Exercise description: Every record, apart from its pictures, should be repeated exactly.

Information shown:

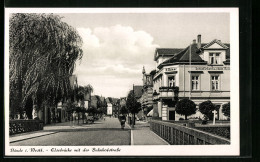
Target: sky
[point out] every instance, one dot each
(116, 46)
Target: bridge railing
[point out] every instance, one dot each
(22, 126)
(176, 134)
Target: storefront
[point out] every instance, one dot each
(201, 72)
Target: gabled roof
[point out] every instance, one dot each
(215, 41)
(138, 91)
(184, 55)
(166, 52)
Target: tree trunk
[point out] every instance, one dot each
(83, 114)
(78, 118)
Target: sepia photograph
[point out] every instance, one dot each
(121, 81)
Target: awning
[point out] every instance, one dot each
(150, 113)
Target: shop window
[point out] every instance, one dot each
(171, 81)
(215, 83)
(195, 82)
(214, 58)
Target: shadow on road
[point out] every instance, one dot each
(85, 129)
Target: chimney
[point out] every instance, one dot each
(199, 41)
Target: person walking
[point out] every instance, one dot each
(122, 120)
(74, 117)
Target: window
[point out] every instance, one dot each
(171, 81)
(214, 58)
(215, 82)
(195, 82)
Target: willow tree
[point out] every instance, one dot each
(43, 51)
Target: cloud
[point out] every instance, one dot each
(117, 52)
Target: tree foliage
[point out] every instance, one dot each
(43, 51)
(186, 107)
(131, 103)
(226, 109)
(206, 108)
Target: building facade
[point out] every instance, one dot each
(147, 92)
(200, 72)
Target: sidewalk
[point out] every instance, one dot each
(142, 135)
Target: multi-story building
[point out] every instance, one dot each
(147, 92)
(201, 71)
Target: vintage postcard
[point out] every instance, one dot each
(121, 82)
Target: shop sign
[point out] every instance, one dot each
(170, 69)
(212, 68)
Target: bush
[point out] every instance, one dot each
(185, 107)
(206, 108)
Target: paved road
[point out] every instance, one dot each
(102, 132)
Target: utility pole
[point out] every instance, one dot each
(133, 115)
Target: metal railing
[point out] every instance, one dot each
(176, 134)
(22, 126)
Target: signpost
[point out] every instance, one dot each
(214, 120)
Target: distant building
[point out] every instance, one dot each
(147, 92)
(201, 71)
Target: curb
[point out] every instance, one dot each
(32, 137)
(160, 138)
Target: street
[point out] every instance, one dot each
(102, 132)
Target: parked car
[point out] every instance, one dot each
(90, 118)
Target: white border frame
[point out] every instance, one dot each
(152, 150)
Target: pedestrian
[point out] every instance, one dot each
(74, 117)
(122, 120)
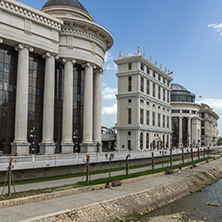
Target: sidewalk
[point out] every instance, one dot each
(23, 212)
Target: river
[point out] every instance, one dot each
(197, 204)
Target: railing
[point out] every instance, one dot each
(37, 161)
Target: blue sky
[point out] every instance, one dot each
(183, 35)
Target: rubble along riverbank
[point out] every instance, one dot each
(141, 202)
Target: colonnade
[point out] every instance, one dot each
(92, 106)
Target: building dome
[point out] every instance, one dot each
(69, 3)
(203, 105)
(181, 94)
(177, 87)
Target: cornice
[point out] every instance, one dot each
(138, 57)
(145, 75)
(144, 96)
(27, 12)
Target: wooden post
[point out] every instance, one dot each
(127, 165)
(153, 163)
(192, 154)
(171, 157)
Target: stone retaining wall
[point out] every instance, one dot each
(141, 202)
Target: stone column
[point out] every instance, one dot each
(180, 131)
(137, 111)
(97, 106)
(189, 130)
(87, 144)
(47, 146)
(67, 114)
(20, 144)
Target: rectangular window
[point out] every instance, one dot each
(142, 84)
(130, 83)
(142, 67)
(130, 66)
(175, 111)
(147, 87)
(147, 117)
(158, 119)
(141, 116)
(154, 90)
(164, 98)
(168, 96)
(129, 116)
(154, 116)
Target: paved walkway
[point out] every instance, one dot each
(23, 212)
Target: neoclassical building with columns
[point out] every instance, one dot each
(51, 64)
(143, 104)
(186, 122)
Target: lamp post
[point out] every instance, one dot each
(162, 153)
(110, 157)
(32, 137)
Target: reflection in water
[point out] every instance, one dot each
(196, 202)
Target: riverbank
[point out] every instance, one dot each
(131, 199)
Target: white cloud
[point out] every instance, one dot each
(110, 110)
(111, 67)
(217, 28)
(109, 93)
(108, 57)
(216, 104)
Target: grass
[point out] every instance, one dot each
(81, 174)
(93, 182)
(142, 173)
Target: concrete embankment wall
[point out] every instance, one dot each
(28, 174)
(142, 202)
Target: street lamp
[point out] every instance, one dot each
(162, 153)
(32, 136)
(110, 157)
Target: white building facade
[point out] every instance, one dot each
(51, 64)
(209, 131)
(143, 116)
(186, 123)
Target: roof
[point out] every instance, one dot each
(177, 87)
(70, 3)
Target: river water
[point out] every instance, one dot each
(197, 204)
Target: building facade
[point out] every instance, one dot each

Response to the task:
Target: sky
[point out] every instance, one dot each
(116, 46)
Target: bridge railing
[point out] every instance, one dot each
(22, 126)
(176, 134)
Target: storefront
[point out] every instance, one dot each
(201, 72)
Target: gabled roof
[point out] every instance, one dot each
(215, 41)
(138, 91)
(184, 55)
(166, 52)
Target: tree trunk
[point out] every instance, one dot each
(83, 114)
(78, 118)
Target: sepia photograph
[point out] every instance, one dot each
(121, 81)
Target: awning
[point out] every instance, one dot each
(150, 113)
Target: shop window
[point out] every instance, one dot each
(171, 81)
(215, 83)
(195, 82)
(214, 58)
Target: shadow on road
[point out] every instance, one dot each
(85, 129)
Target: chimney
[point out] every instance, one dot each
(199, 41)
Target: person walking
[point out] every instance, one dot each
(122, 120)
(74, 117)
Target: window
[point out] every instance, one dot each
(171, 81)
(214, 58)
(215, 82)
(195, 82)
Target: willow tree
[point out] every instance, one dot each
(43, 51)
Target: cloud
[point out] every instance, one dot each
(117, 52)
Target: tree foliage
[point out] every instance, one dot each
(43, 51)
(186, 107)
(131, 103)
(226, 109)
(206, 108)
Target: building facade
[point out] every instance, one dot each
(147, 92)
(200, 72)
Target: sidewalk
[point out] every instance, one dot each
(142, 135)
Target: multi-story building
[point out] every instance, one dot each
(147, 92)
(201, 71)
Target: vintage postcard
[point out] every instance, one dot each
(121, 82)
Target: shop sign
[point out] every instance, one dot each
(170, 69)
(212, 68)
Target: bush
[point out] every instance, one dot each
(185, 107)
(206, 108)
Target: paved road
[point out] every instance, one dot each
(102, 132)
Target: utility pole
[point out] every instance, one dot each
(133, 115)
Target: metal railing
[point out] every instance, one dot each
(176, 134)
(22, 126)
Target: signpost
[point out] every instance, one dot each
(214, 120)
Target: distant building
[point out] every instance, one dot each
(147, 92)
(201, 71)
Target: curb
[point out] every instance, one dot each
(32, 137)
(160, 138)
Target: street
[point out] every instance, one dot each
(102, 132)
Target: parked car
[point out] every instance, one dot each
(90, 118)
Target: white border frame
[point out] every instance, one dot each
(152, 150)
Target: pedestrian
[point out] every instance, one dot each
(74, 117)
(122, 120)
Target: sidewalk
[point out] every instance, one dot each
(23, 212)
Target: river
[point out] every instance, one dot each
(197, 204)
Target: railing
[point out] every instance, one dot each
(37, 161)
Target: blue sky
[point out] every instance, one dot each
(183, 35)
Target: rubble along riverbank
[point out] every instance, one dot each
(141, 202)
Target: colonnade
[point out] every instance, one dot each
(92, 106)
Target: building dome
[point out] every instance, one dot each
(69, 3)
(203, 105)
(181, 94)
(177, 87)
Target: cornice
[point out] every instance, one dot each
(138, 57)
(145, 75)
(144, 96)
(27, 12)
Target: wooden post
[point out] every instance, one dot each
(127, 165)
(153, 163)
(192, 154)
(171, 157)
Target: stone retaining wall
[point out] every instance, one dot each
(141, 202)
Target: stone column
[point out] every instance, one dot each
(180, 131)
(137, 111)
(97, 106)
(189, 130)
(87, 144)
(47, 146)
(67, 114)
(20, 144)
Target: rectangular window
[point out] every instance, one dot each
(142, 84)
(130, 83)
(142, 67)
(130, 66)
(175, 111)
(147, 87)
(147, 117)
(158, 119)
(141, 116)
(154, 90)
(164, 98)
(168, 96)
(129, 116)
(154, 116)
Target: paved walkway
[point out] every instance, one dot each
(23, 212)
Target: neoclassical building with columns
[point out] every instance, one dot each
(51, 64)
(143, 104)
(186, 122)
Target: lamp post
[point out] every instance, one dot each
(162, 153)
(110, 157)
(32, 137)
Target: reflection in water
[point out] every instance, one dot each
(196, 202)
Target: riverbank
[point out] every instance, one dot each
(131, 199)
Target: white cloud
[point out] every instance, one dot each
(110, 110)
(111, 67)
(217, 28)
(109, 93)
(108, 57)
(216, 104)
Target: grass
[point out] every instance, one dot each
(81, 174)
(93, 182)
(142, 173)
Target: concrete embankment wall
[point out] every instance, one dot each
(28, 174)
(142, 202)
Target: street lamp
[point out] every instance, one dot each
(162, 153)
(32, 136)
(110, 157)
Target: white building facade
[point out] every instance, one dot each
(51, 64)
(209, 131)
(143, 116)
(186, 123)
Target: roof
[point out] every instance, one dot each
(177, 87)
(70, 3)
Target: river water
[point out] every instance, one dot each
(197, 204)
Target: building facade
[point out] every instance, one dot each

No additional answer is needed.